Extracted text:

-=-=-=-=-

Eyelid Lift Part 5-What To Expect After Surgery

After surgery there is usually minimal pain, and it is easily controlled with a mild pain reliever such as Tylenol with codeine. For the first day and a half after the surgery, I ask that patients place gauze pads soaked with ice water on the eyes, and replace them every twenty minutes while awake. This keeps discoloration and bruising in the eye region to a minimum, and is soothing to the patient. I also have patients keep their eyes moist with saline eye drops and antibiotic ointment for at least one week after surgery.

The black and blue usually resolves by the end of the first week. Removing stitches from the eye region usually takes place five to seven days after the surgery. The incisions heal very quickly in the thin eyelid skin and are usually very difficult to see after the first month. Any redness around the incisions can be camouflaged with makeup immediately after the stitches are removed.

Post-surgery activities

It is important for patients to avoid strenuous activities for the first two weeks after surgery in order to limit the possibility of postoperative bleeding. It is also important for patients to sleep with their head elevated on a few pillows for the first week, to allow gravity to aid in reducing swelling.

All surgery is associated with risks. For patients who do not have significant medical problems, the risks are minimal. Any surgery can result in an infection, a bleeding problem or an allergic reaction to anesthesia medications, but these problems are extremely rare.

Overaggressive excision of skin can lead to difficulty with eyelid closure and dry eyes, and post-operative bleeding can cause pressure on the eyes and decreased vision. These complications are extremely rare in experienced hands.

The surgical fee for blepharoplasty varies from doctor to doctor and cost will depend on the extent of the surgery. A range of $3000 to $5000 is typical for upper and lower blepharoplasty.

Occasionally, when the upper eyelid skin excess is significant enough that it obstructs vision, insurance will cover the cost. If the procedure is done for purely cosmetic reasons, it will not be covered by health insurance.

-=-=-=-=-

Given entries:

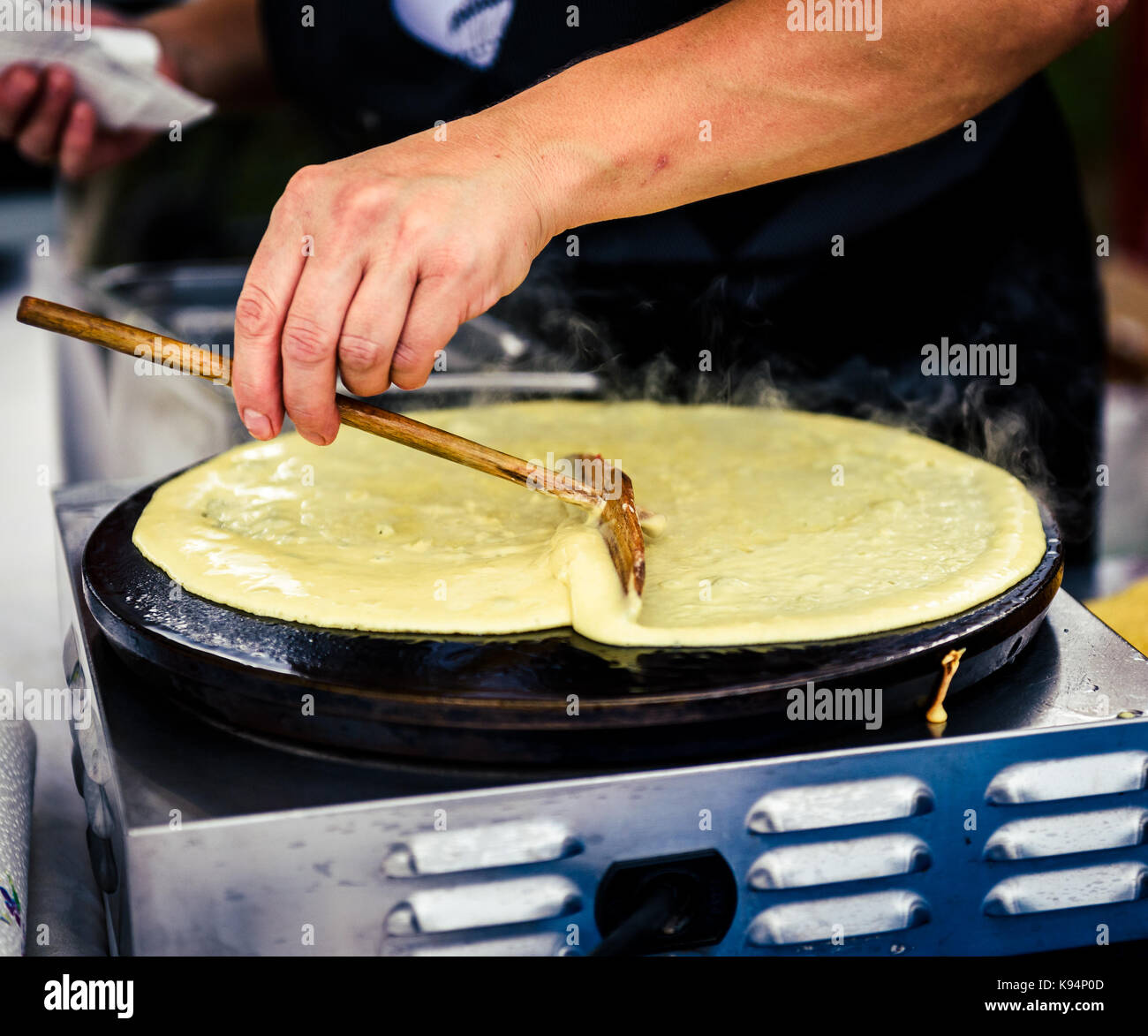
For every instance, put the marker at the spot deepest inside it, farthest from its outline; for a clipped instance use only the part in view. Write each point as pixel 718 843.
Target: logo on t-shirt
pixel 470 30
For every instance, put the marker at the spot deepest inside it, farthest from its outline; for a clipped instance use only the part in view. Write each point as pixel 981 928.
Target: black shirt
pixel 980 241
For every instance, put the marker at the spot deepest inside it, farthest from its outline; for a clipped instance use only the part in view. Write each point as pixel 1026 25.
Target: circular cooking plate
pixel 551 696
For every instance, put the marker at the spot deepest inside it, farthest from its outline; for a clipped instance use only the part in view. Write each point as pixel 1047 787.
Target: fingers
pixel 38 140
pixel 263 303
pixel 434 316
pixel 19 84
pixel 372 326
pixel 310 339
pixel 77 141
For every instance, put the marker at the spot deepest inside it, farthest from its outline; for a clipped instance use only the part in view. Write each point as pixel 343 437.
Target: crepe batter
pixel 781 526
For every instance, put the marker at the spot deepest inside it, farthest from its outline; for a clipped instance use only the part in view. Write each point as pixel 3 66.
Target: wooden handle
pixel 193 359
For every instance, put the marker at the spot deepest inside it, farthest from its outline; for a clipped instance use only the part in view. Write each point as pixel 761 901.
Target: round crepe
pixel 781 526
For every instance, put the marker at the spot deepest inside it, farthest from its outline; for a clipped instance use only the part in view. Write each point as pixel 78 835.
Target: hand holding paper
pixel 87 103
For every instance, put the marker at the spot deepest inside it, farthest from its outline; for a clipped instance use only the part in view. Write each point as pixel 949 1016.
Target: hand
pixel 50 126
pixel 370 264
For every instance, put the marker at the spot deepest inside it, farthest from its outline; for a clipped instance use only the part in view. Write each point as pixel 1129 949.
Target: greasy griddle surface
pixel 505 680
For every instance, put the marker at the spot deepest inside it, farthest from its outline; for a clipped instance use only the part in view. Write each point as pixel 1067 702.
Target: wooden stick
pixel 193 359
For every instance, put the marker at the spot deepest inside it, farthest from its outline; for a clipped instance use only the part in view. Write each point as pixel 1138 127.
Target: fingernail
pixel 257 424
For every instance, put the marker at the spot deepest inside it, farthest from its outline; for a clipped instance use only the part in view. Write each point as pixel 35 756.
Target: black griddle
pixel 540 699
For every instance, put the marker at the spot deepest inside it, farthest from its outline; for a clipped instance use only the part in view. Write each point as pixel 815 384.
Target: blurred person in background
pixel 728 191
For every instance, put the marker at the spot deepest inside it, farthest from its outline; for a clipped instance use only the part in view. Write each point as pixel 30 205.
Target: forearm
pixel 623 134
pixel 217 49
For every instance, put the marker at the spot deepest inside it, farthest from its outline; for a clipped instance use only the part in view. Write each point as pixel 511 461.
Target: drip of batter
pixel 781 526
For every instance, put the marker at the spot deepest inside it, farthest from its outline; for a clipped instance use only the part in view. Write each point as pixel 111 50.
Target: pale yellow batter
pixel 781 526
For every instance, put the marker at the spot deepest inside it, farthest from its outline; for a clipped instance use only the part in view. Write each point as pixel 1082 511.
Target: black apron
pixel 742 298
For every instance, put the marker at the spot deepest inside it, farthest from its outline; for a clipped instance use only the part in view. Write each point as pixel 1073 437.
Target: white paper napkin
pixel 18 764
pixel 115 70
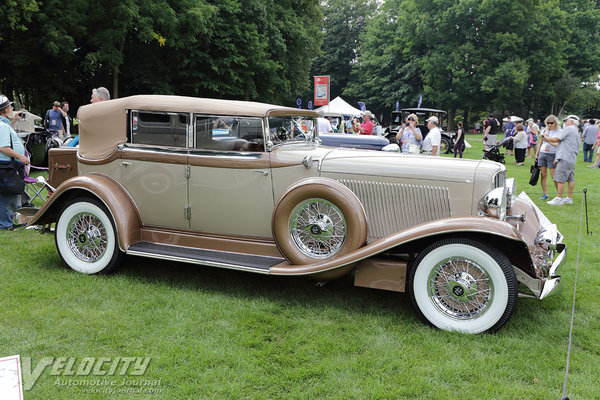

-=-=-=-=-

Problem to work on:
According to the eyelid lift text above, why should patients sleep with their head raised on a few pillows during the first week after surgery? Answer in one to three sentences.

Written response:
Keeping the head elevated lets gravity help reduce swelling. The text asks patients to sleep this way for the first week after surgery.